> _Selected extract_:
07-19-2011, 01:19 PM
Join Date: Jul 2011
| | Second Marriage Guilt
I got married when I was 25 to a man I thought the world of and whom I was deeply in love with.
Shortly after we were married, he became abusive and very neglectful. I put up with it (making all the usual excuses) until one very bad incident of physical abuse (after two years of marriage) when I realized very quickly I had to get out.
The divorce is done and I'm free of him. However, the guilt and shame follow me like a disease. I thought these feelings would go away after a while. I tried everything I could to save that marriage, but it was doomed. I gave up on ever being valued or loved, I gave up on children because I couldn't bring them into that lifestyle, travelling, everything and I would've stayed if he hadn't become violent - that's how much I valued my marriage and vows. I'm angry with myself for not seeing the signs and getting away from him before we got married.

> _Problem 1_: Translate this sentence from the forum post about guilt after a divorce into Spanish: "The divorce is done and I'm free of him."
> _Problem 2_: Extend the forum post about guilt after a divorce by a few sentences, starting after its final sentence.
The items after this point come from a different source than the text above.

> _Dataset_:
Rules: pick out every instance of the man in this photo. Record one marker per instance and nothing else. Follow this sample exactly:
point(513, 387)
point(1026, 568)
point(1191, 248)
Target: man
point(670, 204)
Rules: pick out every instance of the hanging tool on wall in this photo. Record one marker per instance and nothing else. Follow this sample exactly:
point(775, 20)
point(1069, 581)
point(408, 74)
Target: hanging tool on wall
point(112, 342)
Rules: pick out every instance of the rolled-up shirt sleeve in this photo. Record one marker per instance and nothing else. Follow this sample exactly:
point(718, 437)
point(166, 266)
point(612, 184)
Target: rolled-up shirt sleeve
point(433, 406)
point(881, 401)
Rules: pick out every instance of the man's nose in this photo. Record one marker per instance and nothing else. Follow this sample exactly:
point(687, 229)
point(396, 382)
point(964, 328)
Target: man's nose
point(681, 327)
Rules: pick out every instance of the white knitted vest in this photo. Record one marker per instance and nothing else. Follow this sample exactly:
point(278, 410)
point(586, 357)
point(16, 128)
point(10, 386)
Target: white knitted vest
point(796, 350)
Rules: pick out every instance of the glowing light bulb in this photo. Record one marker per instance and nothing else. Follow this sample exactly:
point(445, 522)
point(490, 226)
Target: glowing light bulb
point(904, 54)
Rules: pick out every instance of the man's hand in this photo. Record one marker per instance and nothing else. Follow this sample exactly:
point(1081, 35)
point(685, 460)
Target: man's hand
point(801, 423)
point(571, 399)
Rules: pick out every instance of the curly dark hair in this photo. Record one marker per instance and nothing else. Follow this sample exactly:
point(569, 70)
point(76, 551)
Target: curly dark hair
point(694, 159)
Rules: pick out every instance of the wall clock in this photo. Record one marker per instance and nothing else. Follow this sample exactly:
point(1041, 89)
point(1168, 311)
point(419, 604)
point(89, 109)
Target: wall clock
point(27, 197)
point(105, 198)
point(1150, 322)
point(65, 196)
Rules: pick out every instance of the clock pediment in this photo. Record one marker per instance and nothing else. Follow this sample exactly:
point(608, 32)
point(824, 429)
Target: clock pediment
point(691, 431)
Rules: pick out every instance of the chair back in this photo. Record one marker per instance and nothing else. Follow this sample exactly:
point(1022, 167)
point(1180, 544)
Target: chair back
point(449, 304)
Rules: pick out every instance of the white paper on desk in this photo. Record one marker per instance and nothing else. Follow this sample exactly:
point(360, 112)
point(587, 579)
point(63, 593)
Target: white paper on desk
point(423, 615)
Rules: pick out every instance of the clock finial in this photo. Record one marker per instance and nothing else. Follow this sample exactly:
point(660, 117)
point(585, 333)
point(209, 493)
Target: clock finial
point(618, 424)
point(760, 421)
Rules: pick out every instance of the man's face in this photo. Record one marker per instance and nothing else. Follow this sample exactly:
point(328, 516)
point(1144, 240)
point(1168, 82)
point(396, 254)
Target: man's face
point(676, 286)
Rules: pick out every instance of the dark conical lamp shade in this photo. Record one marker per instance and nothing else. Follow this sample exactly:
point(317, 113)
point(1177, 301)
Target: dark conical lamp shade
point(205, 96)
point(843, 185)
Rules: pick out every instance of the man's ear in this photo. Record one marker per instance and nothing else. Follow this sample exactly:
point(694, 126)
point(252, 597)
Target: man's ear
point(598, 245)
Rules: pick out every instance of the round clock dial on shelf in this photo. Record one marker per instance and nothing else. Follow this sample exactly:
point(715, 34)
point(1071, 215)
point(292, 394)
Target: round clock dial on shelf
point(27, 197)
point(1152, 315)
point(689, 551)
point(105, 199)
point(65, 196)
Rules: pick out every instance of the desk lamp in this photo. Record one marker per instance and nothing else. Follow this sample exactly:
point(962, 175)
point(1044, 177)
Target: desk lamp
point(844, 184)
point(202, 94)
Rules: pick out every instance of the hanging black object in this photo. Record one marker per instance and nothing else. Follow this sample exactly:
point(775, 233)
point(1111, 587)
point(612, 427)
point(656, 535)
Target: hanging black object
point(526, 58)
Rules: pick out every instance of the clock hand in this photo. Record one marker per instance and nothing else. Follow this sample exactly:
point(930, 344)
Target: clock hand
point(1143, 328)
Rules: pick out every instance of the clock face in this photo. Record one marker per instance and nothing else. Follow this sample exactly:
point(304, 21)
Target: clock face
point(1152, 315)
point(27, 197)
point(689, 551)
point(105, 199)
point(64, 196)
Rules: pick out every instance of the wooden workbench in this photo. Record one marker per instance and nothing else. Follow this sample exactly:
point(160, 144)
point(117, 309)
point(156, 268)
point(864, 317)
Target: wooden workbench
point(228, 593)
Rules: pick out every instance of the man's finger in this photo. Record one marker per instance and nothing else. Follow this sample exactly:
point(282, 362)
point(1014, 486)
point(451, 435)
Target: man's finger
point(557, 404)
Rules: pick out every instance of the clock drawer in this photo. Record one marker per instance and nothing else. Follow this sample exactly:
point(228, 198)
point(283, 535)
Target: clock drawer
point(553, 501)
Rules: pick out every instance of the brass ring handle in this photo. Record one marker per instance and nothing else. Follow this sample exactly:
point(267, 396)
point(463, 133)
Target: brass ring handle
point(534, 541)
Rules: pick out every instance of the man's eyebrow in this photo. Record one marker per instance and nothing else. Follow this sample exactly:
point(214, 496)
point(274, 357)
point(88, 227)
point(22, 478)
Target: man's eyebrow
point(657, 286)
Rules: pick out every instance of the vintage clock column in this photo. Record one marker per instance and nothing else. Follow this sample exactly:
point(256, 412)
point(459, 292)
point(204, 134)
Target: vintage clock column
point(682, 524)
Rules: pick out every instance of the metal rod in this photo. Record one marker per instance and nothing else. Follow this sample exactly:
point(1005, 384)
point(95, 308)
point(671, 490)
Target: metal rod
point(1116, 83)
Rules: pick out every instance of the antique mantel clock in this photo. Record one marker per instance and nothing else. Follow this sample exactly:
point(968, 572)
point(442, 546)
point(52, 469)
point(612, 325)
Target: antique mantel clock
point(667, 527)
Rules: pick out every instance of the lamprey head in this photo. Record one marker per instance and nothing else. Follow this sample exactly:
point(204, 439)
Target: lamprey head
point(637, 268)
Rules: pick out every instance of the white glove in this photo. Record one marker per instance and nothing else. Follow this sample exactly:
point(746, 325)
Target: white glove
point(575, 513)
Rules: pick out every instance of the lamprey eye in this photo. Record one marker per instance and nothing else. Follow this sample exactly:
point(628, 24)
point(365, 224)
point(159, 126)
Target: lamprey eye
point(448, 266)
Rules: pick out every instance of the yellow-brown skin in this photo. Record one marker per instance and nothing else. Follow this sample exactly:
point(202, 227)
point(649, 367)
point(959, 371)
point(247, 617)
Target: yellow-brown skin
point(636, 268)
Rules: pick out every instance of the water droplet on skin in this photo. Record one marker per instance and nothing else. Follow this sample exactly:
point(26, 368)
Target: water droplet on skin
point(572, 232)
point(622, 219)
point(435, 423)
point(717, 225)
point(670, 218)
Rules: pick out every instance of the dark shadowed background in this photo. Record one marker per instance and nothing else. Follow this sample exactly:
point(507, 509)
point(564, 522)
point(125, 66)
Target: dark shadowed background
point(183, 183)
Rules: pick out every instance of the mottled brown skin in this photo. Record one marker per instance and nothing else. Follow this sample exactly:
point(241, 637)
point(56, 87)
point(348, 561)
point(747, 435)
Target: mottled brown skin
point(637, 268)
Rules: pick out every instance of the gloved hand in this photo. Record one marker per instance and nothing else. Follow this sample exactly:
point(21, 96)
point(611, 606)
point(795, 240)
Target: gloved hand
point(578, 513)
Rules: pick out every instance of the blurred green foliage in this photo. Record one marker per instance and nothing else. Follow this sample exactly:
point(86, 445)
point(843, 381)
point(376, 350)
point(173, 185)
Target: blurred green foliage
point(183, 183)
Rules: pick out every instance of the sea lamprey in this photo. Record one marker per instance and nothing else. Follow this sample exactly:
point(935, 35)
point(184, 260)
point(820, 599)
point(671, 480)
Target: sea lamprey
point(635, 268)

> _Result 1_: El divorcio está hecho y estoy libre de él.

> _Result 2_:
Now, I've met a fabulous man, who loves me and treats me well. He knows of my past, and he has never been married. He wants to propose to me - even wanted me to look at rings so that he knew what I liked. I love him so much, but I'm so scared of making a mistake again. I can't be twice divorced.
I also feel like a big fraud - how can I have a wedding and wear a wedding dress and profess my love to someone when I've already done it and it failed so miserably?